文書抜粋:
“議会改革の集大成”としての議会基本条例
先にも述べたとおり平成26年度は私が座長を務める政策検討会議で、議会基本条例を策定中である。議会基本条例は、これまでの議会改革の集大成であるとともに、これからも不断の努力を重ねていくことの市民との約束でもある。条例であるから、例規としての形式は踏襲しなければならないが、少しでも一般の市民の方々にも分かりやすいものでなければならない。そして、これを機に、市民にとって分かりにくい議会に関する例規構成を、シンプルにすることが必要だと思っている。
具体的には、議会として大事なことは基本条例を見れば全て分かるようにすべく、地方自治法によって条例で定めることが義務付けられている、議員定数や報酬、定例会の回数、議決事件、市長に委任する専決処分についての条例を、基本条例に統合することとした。もちろん、全てを基本条例に書き込むのは適当でないが、少なくともどの例規を見れば知りたい情報が得られるかまでは、基本条例で分かるようにしようと考えている。
その前提としては、議会運営ルールを定めた「先例」や「申合せ」をも市民に分かりやすくするために、昨年度行った会議規則の条例化があるわけであるが、基本条例の制定によって、例規構成全般の再構築が完了する予定である(会議規則条例化の詳細については、後掲の記事を参照されたい)。
市民の幸福の最大値である山頂を目指して
議員には、それぞれが所属する政党や出身母体、個人の経歴や居住地域などの違いに由来する様々な主義主張がある。また、地方議員になった動機も様々であるが、少なくとも議員として目指すべきは、市民の幸福を追求することであることに異論はないはずである。それは登山に例えれば、目指すべき頂上であり、各議員や会派の主義主張の違いは山頂を目指すルートの違いにすぎないというのが、私の持論である。そして、議会内でその共通理解が得られるかが、会派を超えた議員間討議が成立するかどうかの分岐点だと思う。
それは議会と首長との関係においてもまたしかり、単に対立をあおるだけの関係が市民の幸福につながるとは思えず、また、地方自治制度において二元代表制がとられた趣旨ではないであろう。

抽出資料:
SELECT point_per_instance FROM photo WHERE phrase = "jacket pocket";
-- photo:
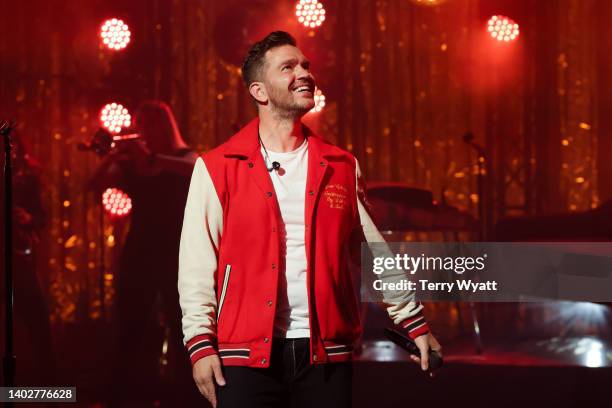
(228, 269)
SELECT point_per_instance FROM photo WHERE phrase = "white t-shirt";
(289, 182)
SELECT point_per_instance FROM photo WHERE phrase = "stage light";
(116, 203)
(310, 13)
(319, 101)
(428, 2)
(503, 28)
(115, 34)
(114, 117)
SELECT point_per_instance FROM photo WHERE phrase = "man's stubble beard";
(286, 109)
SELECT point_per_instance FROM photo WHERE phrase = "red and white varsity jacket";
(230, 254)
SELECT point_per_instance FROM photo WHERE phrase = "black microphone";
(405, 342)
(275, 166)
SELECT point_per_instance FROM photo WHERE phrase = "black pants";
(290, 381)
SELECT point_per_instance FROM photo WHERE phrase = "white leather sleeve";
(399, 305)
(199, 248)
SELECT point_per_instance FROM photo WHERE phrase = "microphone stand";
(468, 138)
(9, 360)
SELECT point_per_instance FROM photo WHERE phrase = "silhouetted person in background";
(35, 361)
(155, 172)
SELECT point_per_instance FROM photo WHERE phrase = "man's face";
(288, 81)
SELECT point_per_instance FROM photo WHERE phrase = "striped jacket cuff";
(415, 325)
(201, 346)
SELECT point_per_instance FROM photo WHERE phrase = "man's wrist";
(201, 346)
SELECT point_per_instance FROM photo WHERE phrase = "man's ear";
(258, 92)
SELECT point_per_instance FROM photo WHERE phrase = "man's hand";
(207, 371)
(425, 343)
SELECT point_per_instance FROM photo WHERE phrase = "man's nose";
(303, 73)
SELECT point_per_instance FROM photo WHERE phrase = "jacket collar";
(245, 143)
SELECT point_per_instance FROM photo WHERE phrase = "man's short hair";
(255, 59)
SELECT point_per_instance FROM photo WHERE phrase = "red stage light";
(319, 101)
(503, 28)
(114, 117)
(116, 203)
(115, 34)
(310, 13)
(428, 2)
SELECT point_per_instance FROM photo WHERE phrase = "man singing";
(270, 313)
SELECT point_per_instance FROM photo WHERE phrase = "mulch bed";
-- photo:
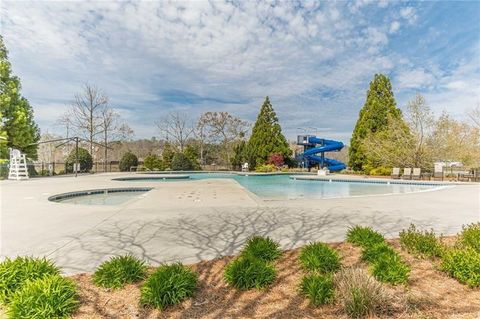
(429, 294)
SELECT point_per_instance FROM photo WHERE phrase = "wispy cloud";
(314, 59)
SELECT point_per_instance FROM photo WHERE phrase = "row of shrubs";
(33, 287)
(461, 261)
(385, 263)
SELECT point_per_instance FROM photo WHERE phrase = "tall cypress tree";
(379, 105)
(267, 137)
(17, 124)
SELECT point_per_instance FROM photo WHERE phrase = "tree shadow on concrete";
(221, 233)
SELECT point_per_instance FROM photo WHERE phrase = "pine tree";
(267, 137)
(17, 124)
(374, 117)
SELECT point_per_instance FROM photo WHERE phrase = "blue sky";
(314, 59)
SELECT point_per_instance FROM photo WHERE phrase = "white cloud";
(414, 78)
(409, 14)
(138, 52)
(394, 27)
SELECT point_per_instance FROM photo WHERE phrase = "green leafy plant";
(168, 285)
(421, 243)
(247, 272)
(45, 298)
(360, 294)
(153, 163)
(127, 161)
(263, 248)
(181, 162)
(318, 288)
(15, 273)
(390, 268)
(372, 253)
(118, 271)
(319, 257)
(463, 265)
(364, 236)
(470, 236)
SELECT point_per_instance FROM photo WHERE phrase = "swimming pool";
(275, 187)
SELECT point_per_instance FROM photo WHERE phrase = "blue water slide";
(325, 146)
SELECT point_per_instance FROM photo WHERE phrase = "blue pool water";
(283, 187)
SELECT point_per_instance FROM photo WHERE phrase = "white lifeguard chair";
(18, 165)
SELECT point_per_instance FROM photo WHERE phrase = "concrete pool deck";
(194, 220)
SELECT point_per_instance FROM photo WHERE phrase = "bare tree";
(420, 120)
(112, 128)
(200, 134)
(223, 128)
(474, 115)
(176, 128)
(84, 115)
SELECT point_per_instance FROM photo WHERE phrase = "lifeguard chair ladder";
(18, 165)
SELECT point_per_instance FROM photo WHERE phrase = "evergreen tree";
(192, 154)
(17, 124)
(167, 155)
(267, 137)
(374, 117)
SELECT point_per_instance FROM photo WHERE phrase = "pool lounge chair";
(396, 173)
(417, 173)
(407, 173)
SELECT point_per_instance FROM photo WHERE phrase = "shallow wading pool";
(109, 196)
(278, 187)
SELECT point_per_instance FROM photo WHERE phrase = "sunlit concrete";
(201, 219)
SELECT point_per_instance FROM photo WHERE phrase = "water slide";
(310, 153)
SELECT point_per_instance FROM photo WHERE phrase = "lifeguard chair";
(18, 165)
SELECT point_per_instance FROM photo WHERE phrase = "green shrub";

課題 1: 議会基本条例に関する文書抜粋によると、平成26年度に議会基本条例を策定中であったのはどの会議ですか。
課題 2: 議会基本条例に関する文書抜粋のうち、「具体的には、議会として大事な」から始まり「るようにしようと考えている。」に至るまでの部分を、一字一句違えずに書き写してください。

解答例 1: 筆者が座長を務める政策検討会議です。

解答例 2:
具体的には、議会として大事なことは基本条例を見れば全て分かるようにすべく、地方自治法によって条例で定めることが義務付けられている、議員定数や報酬、定例会の回数、議決事件、市長に委任する専決処分についての条例を、基本条例に統合することとした。もちろん、全てを基本条例に書き込むのは適当でないが、少なくともどの例規を見れば知りたい情報が得られるかまでは、基本条例で分かるようにしようと考えている。